Produce an exact copy of the lines from the line containing "Please put a marker on the car side" through the last line of the listing below, both ends included, and nothing else.

Raw records:
---
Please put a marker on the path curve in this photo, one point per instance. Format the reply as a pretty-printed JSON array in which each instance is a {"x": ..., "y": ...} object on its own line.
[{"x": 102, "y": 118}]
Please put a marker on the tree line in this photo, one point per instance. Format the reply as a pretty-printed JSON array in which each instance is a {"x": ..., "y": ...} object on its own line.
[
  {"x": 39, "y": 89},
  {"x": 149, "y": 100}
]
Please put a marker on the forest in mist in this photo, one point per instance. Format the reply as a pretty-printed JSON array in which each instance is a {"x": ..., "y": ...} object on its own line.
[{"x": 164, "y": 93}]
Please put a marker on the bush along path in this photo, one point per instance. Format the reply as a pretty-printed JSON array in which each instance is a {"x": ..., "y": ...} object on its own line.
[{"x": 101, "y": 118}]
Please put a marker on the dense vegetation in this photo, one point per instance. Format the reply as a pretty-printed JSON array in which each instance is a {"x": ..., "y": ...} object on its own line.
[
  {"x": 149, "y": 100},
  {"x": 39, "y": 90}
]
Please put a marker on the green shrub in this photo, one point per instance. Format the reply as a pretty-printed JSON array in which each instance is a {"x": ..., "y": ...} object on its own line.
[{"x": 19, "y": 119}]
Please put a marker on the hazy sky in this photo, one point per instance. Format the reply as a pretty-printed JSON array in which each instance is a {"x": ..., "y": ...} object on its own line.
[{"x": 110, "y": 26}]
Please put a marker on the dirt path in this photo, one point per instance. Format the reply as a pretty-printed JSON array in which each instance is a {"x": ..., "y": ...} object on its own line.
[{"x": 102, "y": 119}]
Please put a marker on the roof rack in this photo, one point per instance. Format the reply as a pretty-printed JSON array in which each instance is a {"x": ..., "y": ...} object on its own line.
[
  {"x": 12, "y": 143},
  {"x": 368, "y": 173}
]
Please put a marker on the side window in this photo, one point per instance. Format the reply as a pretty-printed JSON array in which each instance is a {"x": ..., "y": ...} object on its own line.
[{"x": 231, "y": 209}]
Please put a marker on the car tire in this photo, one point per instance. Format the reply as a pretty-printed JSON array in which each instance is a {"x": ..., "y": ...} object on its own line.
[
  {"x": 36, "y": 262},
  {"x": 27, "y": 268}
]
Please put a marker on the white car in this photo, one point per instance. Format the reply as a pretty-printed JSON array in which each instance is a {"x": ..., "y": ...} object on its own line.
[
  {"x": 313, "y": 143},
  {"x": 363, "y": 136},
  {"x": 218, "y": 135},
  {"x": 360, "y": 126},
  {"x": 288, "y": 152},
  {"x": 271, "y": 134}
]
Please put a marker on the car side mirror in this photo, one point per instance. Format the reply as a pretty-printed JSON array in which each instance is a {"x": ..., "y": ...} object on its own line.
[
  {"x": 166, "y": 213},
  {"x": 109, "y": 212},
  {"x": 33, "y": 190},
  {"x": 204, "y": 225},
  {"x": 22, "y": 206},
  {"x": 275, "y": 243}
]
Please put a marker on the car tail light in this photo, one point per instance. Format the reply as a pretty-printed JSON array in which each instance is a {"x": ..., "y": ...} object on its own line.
---
Right answer:
Please put a marker on the car side mirror in this photo, one point per instance. Format the reply as a pretty-printed JSON array in which each instance is a {"x": ..., "y": ...} object on its own line.
[
  {"x": 166, "y": 213},
  {"x": 109, "y": 212},
  {"x": 33, "y": 190},
  {"x": 204, "y": 225},
  {"x": 22, "y": 206},
  {"x": 275, "y": 243}
]
Please put a marker on the car tail light in this photo, one point per instance. Format the reply as a pretty-printed JSON array in which each instance is a {"x": ..., "y": ...} object on its own line.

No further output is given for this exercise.